Description of the task:
Please output, exactly and with nothing else, the lines of the listing from the line with "Please drop a marker on the rough" to the line with "Please drop a marker on the hiker in", both of those lines included.

Input for this task:
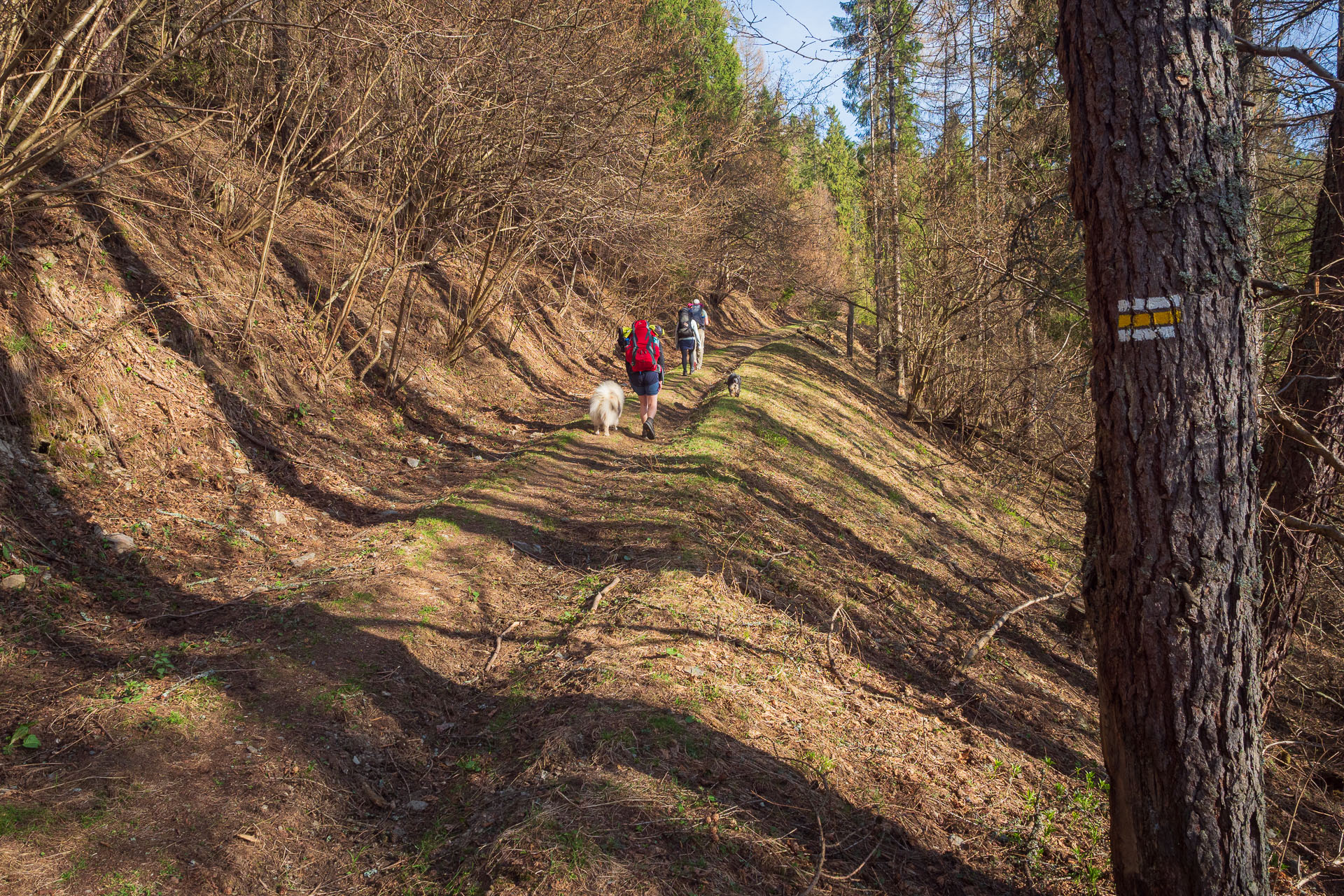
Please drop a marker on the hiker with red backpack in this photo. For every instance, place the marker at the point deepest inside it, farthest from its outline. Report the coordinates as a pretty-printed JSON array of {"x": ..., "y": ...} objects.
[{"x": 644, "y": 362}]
--
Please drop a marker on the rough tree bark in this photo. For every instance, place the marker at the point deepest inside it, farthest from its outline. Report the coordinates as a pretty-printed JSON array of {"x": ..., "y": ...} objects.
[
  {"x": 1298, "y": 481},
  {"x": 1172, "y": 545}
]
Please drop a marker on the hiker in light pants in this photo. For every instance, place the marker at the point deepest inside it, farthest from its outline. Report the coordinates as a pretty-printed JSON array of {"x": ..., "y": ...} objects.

Final result:
Please drop a marker on the rough tree bark in this photo. For every instance, place the marker at the point deepest inside it, farthest from its outline. Report the coordinates as a pretty-printed JSON array of {"x": ..., "y": ...} objects.
[
  {"x": 1298, "y": 481},
  {"x": 1172, "y": 545}
]
Please drop a marker on the hiker in light pants in this photo. For every instance, place the marker at the point deepest inside it, farthest from its outline. Report the coordinates as a pretty-printed JSON array of {"x": ..., "y": ...} objects.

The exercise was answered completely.